=== WHAT THE EXERCISE ASKS ===
In the items below, copy everything from the line containing "shaped like (520,248)." down to the line containing "Target: roof vent", including both of those lines, and change nothing.

-- start of INFORMATION GIVEN --

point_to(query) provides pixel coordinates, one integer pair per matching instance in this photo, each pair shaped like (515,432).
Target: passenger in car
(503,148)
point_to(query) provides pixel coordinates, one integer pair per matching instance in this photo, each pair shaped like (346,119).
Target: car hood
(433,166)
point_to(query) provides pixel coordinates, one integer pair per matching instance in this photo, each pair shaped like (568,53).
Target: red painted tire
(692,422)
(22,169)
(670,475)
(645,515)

-- end of INFORMATION GIVEN --
-- start of INFORMATION GIVEN --

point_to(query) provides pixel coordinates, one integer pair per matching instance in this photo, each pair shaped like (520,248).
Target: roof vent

-- end of INFORMATION GIVEN --
-- start of INFORMATION GIVEN --

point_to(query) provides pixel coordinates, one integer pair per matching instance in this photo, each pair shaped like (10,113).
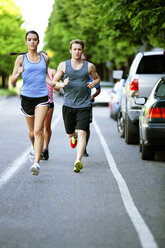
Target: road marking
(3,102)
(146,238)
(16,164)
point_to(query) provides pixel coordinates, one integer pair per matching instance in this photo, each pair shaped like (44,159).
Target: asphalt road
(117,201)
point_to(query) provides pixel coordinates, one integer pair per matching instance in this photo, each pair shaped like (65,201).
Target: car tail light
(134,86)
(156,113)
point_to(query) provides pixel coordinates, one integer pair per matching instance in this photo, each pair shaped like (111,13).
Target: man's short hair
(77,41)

-- end of INFORMATION GIVEN --

=== OUTPUT OF THE TASK ===
point_to(query) provides pixel coordinates, one integer pair per matching instance in this photo, each pair shaped like (520,248).
Target: roof vent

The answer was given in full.